• [Your task]:
Please arrange the items from the line holding "feature the curved" through the line holding "262 421 275 472", inclusive, as a two-column CSV headed item and answer, with one row per item. Put each item's text and its answer in separate quoted fields, and replace any line breaks with spaces.

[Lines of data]
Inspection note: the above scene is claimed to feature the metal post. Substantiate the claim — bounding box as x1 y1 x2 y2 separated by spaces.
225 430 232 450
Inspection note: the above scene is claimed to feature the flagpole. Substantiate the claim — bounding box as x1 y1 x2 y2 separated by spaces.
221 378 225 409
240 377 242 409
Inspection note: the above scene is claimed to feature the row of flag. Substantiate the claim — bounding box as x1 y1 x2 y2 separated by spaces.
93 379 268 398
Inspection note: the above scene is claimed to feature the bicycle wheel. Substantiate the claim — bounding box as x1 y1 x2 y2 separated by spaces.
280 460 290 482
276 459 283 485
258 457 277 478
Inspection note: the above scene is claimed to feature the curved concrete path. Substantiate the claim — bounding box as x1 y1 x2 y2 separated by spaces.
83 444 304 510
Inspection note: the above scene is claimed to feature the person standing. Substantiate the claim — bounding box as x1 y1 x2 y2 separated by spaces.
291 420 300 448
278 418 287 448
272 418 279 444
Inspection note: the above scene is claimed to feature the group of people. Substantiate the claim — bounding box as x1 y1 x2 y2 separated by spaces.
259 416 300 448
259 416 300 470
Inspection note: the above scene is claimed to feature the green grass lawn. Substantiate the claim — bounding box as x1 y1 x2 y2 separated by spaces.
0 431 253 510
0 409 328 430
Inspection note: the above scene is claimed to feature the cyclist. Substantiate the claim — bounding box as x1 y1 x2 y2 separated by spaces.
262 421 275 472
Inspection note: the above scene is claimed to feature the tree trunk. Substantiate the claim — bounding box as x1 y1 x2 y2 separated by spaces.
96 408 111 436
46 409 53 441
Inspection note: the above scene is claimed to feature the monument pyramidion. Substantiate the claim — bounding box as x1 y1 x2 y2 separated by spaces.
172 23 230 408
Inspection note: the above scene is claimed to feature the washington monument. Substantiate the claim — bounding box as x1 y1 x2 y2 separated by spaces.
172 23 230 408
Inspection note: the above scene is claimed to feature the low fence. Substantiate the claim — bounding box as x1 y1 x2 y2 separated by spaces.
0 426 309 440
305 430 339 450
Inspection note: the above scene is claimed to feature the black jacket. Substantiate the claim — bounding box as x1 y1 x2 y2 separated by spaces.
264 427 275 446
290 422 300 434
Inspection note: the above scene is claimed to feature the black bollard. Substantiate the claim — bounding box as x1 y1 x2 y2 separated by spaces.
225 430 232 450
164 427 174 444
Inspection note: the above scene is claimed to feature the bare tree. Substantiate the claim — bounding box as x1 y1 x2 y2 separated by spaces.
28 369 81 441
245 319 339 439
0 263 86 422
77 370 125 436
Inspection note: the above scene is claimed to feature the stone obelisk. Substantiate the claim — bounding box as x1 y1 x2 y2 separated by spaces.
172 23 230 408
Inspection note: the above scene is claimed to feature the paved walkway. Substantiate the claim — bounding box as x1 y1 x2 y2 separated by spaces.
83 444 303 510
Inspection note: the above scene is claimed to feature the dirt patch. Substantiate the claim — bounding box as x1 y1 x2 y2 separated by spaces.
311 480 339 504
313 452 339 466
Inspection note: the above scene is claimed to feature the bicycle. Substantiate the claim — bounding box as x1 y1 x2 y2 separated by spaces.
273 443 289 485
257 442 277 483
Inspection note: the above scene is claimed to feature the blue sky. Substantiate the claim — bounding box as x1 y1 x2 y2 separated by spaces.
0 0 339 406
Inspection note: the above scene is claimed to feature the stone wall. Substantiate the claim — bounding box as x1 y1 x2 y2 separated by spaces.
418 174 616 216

• [Answer to this problem]:
item,answer
"Inspection note: the above scene is claimed to feature the curved concrete path. Substantiate the claim — bounding box as x1 y1 x2 y2 separated by spaces.","83 444 304 510"
"Inspection note: the above scene is claimed to feature the person standing. Substantiate the claim — bounding box as x1 y1 x2 y2 separated by spaces.","291 420 300 448 278 418 287 448 272 418 279 444"
"Inspection note: the above scene is claimed to feature the group of people. Substantiate the claim — bounding box as x1 y1 x2 y2 separated by spaces.","259 416 300 448 259 416 300 470"
"Inspection note: the above scene is claimed to feature the green grass lawn. Substantiate the claim — bounding box as x1 y1 x2 y2 separated by spaces.","0 431 253 510 0 409 328 430"
"Inspection note: the above scene is claimed to feature the cyclist. Substantiate the claim — bounding box as x1 y1 x2 y2 separated by spaces.","262 421 275 472"